DOCUMENT EXTRACT:
--- BEGIN ---

LOVE and HATE.....Can we really have them both?  Is this what our life is really meant to be about? Hmmmmmmm...........??????!!!!!????

As I was commenting on another great article, a great buddy of mine brought up some points that really made me think.  (thanks G...I really should be doing house work right now...lol)
But believe it or not...I have gotten TONS done in these few hours.  Amazing what you can do when you put your mind to it!

Back to the discussion:
Our debate was about LOVE and HATE. 

The point that was made to me was that you have to Hate in order to Love. 


My point to him was that my past with hate is something that I am so freely getting rid of...and don't want any part of it anymore. 
Would I be where I am at right now, if I hadn't experienced that hate?  I haven't a clue, and I am not going to stress about wondering.   What I am experiencing is the Present.  And I am looking at my life, and even this whole world differently!  In doing so; it has brought me to a place that I don't ever want to leave!  I only will expand it to new horizons! 

But this conversation made me look even further in the words HATE and LOVE:

HATE~  abhor, abominate, loathe, scorn, despise, have an aversion toward, look at with loathing, spit upon, curse, dislike intensely, shudder at, not care for, have enough of, be repelled by, feel repulsion for, have no use for, object to, bear a grudge against, shun, denounce, resent, curse, be sick of, be tired of, reject, revolt against, deride, have no stomach for, disfavor, look down upon, hold in contempt, be disgusted with, view with horror, be down on, have it in for, object to , shudder at, not like.


LOVE~  To be passionately devoted, adore, be in love with, care for, hold dear, choose, fancy, be enchanted by, be passionately attached to, have affection for, dote on, glorify, idolize, prize, be fascinated by, hold high, think the world of, treasure, prefer, yearn for, be fond of, admire, long for, fall for, be nuts about, be crazy about, go for, cherish, kiss, embrace, cling to, clasp, hug, take into one's arms, hold, pet, stroke, draw close, bring to one's side, to possess a deep and abiding interest, enjoy, delight in, relish.


There are many other words that express these two words.  But looking at it this way, I see the point that my friend was saying. 

How I can justify his point and then my point is seeing it this way:  When you love in duality you will one day hate too. The world of duality has both sides to it. When you love in totality, there is only love. What this means is that you take the middle ground, nothing is good and nothing is bad, it just is. No one is lovable while another is full of hate, all beings just are and they are one with you and all is love.  (thank you Micheal)

Seeing it from this prospective, you cannot have both when you are surrounded with only love. 
Trust me, getting to this point in my life has been a long journey.  Another great friend of mine here at Apsense said it is like 'Slapping your forehead..and saying...should have had your V8 today!'
What the heck have I been thinking? 
See, in the past, I focused all of my energy on things that I couldn't control in the first place.  Or things that I could control....instead of taking action, all I wanted to do was complain about it.

--- END ---

Source records:
--- BEGIN ---

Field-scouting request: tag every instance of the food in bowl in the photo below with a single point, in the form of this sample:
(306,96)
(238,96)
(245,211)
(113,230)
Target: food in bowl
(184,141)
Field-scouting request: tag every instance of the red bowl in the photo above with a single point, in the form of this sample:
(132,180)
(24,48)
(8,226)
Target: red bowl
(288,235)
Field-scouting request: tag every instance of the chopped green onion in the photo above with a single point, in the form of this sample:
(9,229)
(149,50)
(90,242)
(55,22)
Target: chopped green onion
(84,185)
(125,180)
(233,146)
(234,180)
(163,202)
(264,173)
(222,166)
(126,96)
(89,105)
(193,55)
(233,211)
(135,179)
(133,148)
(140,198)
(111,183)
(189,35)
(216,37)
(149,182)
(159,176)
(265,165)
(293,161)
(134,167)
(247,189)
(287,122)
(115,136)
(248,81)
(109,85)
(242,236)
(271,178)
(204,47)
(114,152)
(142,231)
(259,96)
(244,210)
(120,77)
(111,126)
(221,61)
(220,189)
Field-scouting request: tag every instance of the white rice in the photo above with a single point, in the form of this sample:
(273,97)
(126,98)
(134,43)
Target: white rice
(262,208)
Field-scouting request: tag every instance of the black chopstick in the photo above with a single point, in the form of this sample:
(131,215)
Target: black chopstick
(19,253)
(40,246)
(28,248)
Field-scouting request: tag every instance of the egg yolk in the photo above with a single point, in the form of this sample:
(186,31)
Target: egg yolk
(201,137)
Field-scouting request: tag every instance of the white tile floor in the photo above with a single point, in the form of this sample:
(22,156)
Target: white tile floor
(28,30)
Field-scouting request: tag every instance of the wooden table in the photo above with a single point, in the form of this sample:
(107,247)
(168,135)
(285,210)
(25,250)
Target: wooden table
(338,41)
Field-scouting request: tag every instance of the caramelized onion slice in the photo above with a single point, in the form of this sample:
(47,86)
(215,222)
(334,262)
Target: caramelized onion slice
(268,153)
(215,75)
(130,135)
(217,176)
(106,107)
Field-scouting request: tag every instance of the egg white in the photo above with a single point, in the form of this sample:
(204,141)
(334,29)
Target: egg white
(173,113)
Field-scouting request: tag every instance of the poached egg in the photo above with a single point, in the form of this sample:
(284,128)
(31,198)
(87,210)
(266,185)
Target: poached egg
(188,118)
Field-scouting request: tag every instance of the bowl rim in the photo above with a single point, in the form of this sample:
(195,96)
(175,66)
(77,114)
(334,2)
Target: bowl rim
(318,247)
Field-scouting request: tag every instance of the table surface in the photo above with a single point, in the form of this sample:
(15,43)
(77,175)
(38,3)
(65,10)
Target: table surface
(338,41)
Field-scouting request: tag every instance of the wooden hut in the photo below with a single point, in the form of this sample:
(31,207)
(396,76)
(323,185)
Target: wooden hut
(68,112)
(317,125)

--- END ---
--- BEGIN ---

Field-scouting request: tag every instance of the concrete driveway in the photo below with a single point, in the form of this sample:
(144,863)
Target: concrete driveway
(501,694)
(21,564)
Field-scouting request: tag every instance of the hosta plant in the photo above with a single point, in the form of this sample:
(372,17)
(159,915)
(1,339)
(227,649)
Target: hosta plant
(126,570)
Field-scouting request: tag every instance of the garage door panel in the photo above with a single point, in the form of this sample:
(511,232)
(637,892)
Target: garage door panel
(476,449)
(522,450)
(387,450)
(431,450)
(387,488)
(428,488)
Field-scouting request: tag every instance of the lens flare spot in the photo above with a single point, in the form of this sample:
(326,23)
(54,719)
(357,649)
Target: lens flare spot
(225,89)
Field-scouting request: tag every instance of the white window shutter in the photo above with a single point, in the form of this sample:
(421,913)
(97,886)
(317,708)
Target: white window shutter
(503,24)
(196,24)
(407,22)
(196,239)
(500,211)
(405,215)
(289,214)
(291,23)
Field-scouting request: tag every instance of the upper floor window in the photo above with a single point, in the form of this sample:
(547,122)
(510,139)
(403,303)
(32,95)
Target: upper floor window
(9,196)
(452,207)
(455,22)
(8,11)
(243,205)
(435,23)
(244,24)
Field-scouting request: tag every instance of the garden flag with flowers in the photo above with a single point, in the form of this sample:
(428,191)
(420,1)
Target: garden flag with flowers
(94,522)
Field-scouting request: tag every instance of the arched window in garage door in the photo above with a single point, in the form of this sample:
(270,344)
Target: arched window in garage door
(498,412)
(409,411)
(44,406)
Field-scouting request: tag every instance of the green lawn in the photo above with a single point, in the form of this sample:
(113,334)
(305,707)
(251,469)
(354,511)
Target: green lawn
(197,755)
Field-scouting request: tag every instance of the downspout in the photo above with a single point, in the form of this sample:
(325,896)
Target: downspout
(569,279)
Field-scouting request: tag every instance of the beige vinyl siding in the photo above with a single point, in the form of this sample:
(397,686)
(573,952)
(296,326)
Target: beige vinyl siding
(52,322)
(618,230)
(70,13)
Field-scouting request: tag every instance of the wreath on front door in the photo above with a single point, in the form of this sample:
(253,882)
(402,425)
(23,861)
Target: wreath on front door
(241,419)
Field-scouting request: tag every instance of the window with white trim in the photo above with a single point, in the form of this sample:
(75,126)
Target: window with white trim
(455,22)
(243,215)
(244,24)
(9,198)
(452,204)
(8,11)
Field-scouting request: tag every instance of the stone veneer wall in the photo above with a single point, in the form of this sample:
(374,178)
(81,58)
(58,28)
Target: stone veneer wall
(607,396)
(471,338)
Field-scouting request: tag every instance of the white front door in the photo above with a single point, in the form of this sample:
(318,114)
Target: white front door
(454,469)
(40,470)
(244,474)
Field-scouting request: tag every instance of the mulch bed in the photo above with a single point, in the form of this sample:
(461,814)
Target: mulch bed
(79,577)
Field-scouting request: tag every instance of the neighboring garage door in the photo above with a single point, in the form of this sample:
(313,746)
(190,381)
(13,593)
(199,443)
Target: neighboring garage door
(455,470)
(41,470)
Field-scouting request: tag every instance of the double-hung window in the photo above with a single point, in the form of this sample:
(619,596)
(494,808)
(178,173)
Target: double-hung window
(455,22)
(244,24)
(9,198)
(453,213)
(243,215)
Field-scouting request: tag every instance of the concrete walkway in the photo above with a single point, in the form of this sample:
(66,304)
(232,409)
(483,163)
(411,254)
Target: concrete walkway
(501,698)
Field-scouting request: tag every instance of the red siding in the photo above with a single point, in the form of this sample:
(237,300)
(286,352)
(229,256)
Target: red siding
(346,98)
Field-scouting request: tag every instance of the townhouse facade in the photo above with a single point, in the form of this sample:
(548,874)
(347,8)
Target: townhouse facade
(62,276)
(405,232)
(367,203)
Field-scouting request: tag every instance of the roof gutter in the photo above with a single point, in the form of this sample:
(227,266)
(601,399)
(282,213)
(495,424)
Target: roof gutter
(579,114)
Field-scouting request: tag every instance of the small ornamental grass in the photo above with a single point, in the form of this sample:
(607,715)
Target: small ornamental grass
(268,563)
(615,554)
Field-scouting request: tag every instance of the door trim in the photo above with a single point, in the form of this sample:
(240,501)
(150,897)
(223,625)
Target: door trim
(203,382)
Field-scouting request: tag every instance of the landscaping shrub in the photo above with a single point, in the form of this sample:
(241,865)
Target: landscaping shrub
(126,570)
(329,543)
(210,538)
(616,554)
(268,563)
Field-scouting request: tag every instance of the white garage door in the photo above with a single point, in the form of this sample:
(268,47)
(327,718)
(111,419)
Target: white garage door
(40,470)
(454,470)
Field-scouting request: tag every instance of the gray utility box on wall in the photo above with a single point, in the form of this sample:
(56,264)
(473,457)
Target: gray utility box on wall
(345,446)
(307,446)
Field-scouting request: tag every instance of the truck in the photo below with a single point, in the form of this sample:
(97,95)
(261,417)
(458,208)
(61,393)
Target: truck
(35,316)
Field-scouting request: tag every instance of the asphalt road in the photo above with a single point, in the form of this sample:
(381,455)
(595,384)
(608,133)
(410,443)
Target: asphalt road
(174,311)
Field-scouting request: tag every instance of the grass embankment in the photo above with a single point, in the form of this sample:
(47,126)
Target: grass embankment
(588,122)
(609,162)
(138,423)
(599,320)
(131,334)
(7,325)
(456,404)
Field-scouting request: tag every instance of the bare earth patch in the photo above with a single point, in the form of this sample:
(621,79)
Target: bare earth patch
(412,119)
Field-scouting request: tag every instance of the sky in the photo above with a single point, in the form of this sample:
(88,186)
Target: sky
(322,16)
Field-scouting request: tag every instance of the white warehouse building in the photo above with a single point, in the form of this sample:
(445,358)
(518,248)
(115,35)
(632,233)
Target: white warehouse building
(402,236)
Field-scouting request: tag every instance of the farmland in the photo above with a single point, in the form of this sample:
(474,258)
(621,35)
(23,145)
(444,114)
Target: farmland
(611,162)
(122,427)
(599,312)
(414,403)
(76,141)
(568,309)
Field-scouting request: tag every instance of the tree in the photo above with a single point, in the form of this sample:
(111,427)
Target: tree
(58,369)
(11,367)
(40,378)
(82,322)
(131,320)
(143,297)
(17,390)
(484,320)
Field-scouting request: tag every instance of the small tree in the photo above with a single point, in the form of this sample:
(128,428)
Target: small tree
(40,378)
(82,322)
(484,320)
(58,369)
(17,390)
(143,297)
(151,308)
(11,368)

--- END ---

EXERCISE TASK 1: According to the blog post about love and hate, what happens one day when you love in duality?
EXERCISE TASK 2: Gather every line of the rows that contains the string "double".

CORRECT RESPONSE 1: You will one day hate too.

CORRECT RESPONSE 2:
Field-scouting request: tag every instance of the double-hung window in the photo above with a single point, in the form of this sample:
Target: double-hung window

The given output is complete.